What the exercise asks:
Give back each entry unchanged, minus pictures.
=== Begin Enclosure ===
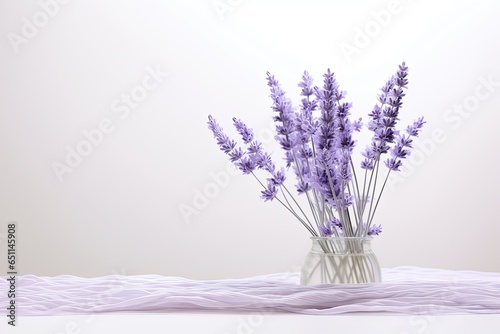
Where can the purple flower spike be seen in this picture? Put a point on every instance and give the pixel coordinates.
(415, 128)
(246, 165)
(226, 145)
(393, 164)
(326, 231)
(279, 177)
(318, 139)
(245, 132)
(270, 192)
=== End Enclosure ===
Result of the exercise:
Where can the purple flower spike be seen in this picture? Put a point on every instance and give the pixel coordinates.
(415, 128)
(246, 165)
(226, 145)
(393, 164)
(326, 231)
(279, 177)
(318, 139)
(245, 132)
(270, 192)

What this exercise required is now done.